#### [TRAVAIL DEMANDÉ]
a. Réécrivez plus brièvement le paragraphe de l'extrait qui commence par « L'une des principales vitrines ». Conservez-en les faits essentiels.
b. Recopiez mot pour mot le passage de l'extrait compris entre « L’une des principales » et « du libéralisme économique. », ces deux bornes incluses.

#### [EXTRAIT CITÉ]
L’une des principales vitrines du MBL est le programme Escola sem Partido, créé en 2004 dans le but de combattre “l’endoctrinement idéologique” dans les établissements du secondaire. Avec le soutien des secteurs les plus conservateurs de la société brésilienne, la campagne part du principe que le facteur prédominant du contenu de l’enseignement dispensé aurait été identifié comme étant une vision “gauchisante” du monde, qui englobe des sujets allant de la défense des droits des minorités à une éducation sexuelle et à la critique du libéralisme économique.

Cette vidéo de Holiday a provoqué une vague de protestations contre Escola Sem Partido et les inspections surprise du conseiller. Le Secrétaire à l’Éducation municipale, Alexandre Schneider, a réagi en publiant un post sur Facebook, dans lequel il affirme que “le conseiller a outrepassé ses fonctions et ne peut utiliser son mandat pour intimider les professeurs ”.

#### [SECTION DES DONNÉES]
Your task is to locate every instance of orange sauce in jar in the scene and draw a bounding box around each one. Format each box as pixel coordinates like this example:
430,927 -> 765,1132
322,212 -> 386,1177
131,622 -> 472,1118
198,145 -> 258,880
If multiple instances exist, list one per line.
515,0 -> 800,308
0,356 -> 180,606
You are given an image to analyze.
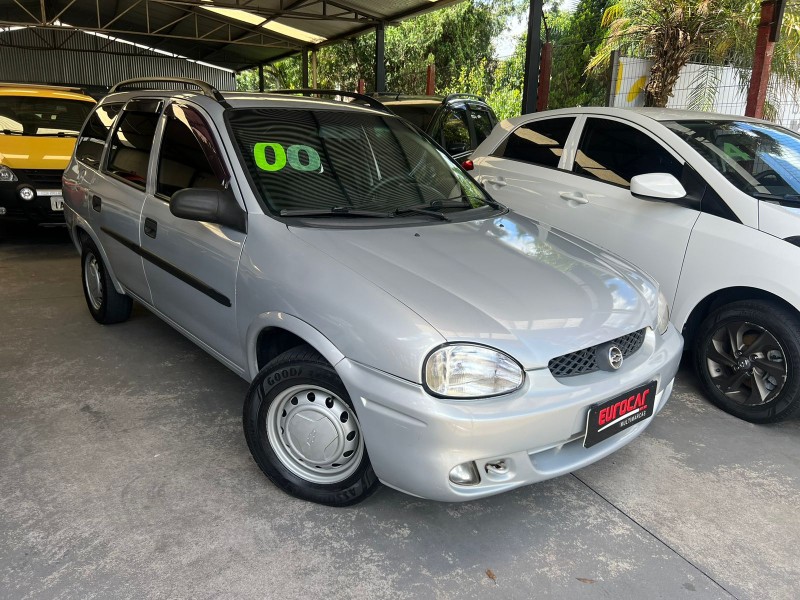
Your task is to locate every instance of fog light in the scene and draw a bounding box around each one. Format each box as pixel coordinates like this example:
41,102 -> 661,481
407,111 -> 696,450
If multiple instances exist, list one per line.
450,461 -> 481,485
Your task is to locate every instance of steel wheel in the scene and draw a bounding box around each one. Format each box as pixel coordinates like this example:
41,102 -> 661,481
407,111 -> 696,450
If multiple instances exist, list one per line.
83,252 -> 103,310
266,385 -> 364,484
705,321 -> 787,406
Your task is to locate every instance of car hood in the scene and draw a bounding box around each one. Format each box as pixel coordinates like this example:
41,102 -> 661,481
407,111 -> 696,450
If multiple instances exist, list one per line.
0,134 -> 75,171
291,213 -> 657,369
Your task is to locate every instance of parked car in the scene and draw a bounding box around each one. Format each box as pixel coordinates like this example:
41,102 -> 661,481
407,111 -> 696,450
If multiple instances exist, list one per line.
374,92 -> 497,160
0,83 -> 95,225
473,108 -> 800,423
64,80 -> 682,506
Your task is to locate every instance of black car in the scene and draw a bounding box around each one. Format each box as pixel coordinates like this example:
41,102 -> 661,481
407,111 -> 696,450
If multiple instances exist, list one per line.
374,92 -> 497,161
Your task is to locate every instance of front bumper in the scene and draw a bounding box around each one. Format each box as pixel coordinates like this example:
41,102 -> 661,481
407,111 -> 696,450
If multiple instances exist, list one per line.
336,326 -> 683,502
0,169 -> 64,225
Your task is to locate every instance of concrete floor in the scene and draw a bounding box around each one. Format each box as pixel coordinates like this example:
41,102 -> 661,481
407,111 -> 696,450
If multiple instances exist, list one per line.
0,230 -> 800,599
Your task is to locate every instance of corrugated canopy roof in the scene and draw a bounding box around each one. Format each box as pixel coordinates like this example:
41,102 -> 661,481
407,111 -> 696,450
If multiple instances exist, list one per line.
0,0 -> 460,71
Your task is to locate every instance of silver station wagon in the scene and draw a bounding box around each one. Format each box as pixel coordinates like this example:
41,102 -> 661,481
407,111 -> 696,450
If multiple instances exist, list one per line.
64,80 -> 683,506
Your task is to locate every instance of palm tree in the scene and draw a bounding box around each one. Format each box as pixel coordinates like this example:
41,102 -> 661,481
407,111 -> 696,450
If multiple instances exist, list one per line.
587,0 -> 800,106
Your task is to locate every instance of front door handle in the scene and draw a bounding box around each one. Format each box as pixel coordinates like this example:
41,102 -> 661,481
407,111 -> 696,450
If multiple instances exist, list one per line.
484,176 -> 508,187
144,217 -> 158,239
558,192 -> 589,204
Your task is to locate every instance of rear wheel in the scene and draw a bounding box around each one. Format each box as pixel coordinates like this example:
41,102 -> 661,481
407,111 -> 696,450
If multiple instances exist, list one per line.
81,239 -> 133,325
243,346 -> 378,506
694,300 -> 800,423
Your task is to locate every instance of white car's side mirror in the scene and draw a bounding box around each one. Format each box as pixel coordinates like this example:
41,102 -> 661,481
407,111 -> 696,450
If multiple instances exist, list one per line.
631,173 -> 686,200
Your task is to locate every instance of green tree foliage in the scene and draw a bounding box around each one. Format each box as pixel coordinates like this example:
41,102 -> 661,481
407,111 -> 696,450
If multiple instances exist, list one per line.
588,0 -> 800,106
545,0 -> 608,108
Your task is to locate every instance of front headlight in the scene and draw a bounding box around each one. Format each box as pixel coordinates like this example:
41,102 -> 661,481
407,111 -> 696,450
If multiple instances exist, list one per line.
656,292 -> 669,335
424,344 -> 525,398
0,165 -> 17,181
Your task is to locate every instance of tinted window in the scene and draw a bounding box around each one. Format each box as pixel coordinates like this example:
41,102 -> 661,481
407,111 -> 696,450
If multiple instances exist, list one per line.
75,104 -> 122,166
0,96 -> 94,136
573,119 -> 683,187
469,106 -> 496,144
156,104 -> 225,197
229,108 -> 485,216
492,117 -> 575,168
107,110 -> 159,187
442,106 -> 472,154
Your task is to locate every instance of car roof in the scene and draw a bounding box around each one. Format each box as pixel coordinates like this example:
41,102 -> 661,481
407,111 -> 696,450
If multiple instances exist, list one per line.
103,89 -> 388,115
0,83 -> 95,103
510,106 -> 763,123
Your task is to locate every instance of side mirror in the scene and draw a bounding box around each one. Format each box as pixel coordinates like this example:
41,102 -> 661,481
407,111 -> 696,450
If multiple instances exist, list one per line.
631,173 -> 686,200
169,188 -> 247,233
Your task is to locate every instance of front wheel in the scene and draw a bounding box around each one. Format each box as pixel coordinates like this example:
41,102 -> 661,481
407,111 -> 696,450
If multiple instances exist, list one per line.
81,240 -> 133,325
694,300 -> 800,423
243,346 -> 378,506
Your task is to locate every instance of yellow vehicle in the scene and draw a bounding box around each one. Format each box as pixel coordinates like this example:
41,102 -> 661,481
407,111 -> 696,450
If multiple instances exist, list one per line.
0,83 -> 95,225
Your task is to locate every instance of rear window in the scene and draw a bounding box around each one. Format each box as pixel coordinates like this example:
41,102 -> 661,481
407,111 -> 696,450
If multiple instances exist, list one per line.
229,108 -> 485,216
0,96 -> 94,136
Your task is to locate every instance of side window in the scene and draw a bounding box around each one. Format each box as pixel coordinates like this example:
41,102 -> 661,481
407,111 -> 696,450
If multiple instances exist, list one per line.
156,104 -> 228,198
442,106 -> 472,154
469,106 -> 496,144
106,101 -> 160,188
75,103 -> 122,167
492,117 -> 575,169
572,118 -> 683,187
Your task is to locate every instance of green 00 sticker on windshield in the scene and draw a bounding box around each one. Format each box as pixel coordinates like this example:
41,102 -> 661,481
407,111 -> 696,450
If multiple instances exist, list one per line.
253,142 -> 286,171
253,142 -> 321,171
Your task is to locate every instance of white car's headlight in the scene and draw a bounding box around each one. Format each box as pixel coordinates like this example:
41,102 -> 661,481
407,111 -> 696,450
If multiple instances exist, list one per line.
424,344 -> 525,398
0,165 -> 17,181
656,292 -> 669,335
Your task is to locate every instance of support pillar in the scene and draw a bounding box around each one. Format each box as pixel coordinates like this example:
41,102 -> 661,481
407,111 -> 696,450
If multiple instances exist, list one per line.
300,48 -> 308,89
375,23 -> 386,92
522,0 -> 544,114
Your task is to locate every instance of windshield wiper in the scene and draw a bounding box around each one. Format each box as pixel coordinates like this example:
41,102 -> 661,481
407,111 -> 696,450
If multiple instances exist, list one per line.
750,192 -> 800,204
280,206 -> 394,219
394,207 -> 450,221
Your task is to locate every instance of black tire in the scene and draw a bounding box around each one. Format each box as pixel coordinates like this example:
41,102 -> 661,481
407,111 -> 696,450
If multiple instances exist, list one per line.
81,239 -> 133,325
692,300 -> 800,423
243,345 -> 378,506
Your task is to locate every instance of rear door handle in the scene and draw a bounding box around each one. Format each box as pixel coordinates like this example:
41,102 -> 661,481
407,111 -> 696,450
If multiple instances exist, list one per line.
144,217 -> 158,239
558,192 -> 589,204
484,176 -> 508,187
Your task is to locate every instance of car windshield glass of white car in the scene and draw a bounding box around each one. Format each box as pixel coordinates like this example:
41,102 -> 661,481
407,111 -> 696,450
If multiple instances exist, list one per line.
0,96 -> 93,137
664,120 -> 800,202
229,108 -> 497,220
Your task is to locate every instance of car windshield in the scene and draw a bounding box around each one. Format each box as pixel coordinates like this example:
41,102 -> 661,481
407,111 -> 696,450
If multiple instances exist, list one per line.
664,119 -> 800,202
229,108 -> 497,220
0,96 -> 94,136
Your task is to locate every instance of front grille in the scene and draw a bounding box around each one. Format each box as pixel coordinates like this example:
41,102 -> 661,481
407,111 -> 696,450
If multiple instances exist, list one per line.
547,328 -> 647,377
15,169 -> 64,190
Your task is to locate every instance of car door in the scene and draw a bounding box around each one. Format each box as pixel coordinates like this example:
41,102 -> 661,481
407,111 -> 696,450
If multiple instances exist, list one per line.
141,102 -> 246,368
94,99 -> 163,303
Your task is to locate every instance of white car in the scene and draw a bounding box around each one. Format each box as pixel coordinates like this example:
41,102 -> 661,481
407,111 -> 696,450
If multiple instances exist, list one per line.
466,108 -> 800,423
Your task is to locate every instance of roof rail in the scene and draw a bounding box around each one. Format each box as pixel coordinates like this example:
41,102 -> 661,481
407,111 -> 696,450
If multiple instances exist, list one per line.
0,81 -> 84,94
108,77 -> 226,104
265,88 -> 394,114
444,94 -> 486,102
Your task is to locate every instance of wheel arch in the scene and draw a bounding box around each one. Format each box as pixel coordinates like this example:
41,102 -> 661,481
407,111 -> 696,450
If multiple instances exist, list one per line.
682,286 -> 800,348
247,311 -> 344,380
75,216 -> 125,294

#### [CORRIGÉ PROPOSÉ]
a. Escola sem Partido, l'une des principales vitrines du MBL, a été créé en 2004 pour combattre « l'endoctrinement idéologique » dans les établissements du secondaire. Soutenue par les secteurs les plus conservateurs de la société brésilienne, la campagne estime que l'enseignement serait dominé par une vision « gauchisante » du monde. Cette vision engloberait la défense des droits des minorités, l'éducation sexuelle et la critique du libéralisme économique.

b.
L’une des principales vitrines du MBL est le programme Escola sem Partido, créé en 2004 dans le but de combattre “l’endoctrinement idéologique” dans les établissements du secondaire. Avec le soutien des secteurs les plus conservateurs de la société brésilienne, la campagne part du principe que le facteur prédominant du contenu de l’enseignement dispensé aurait été identifié comme étant une vision “gauchisante” du monde, qui englobe des sujets allant de la défense des droits des minorités à une éducation sexuelle et à la critique du libéralisme économique.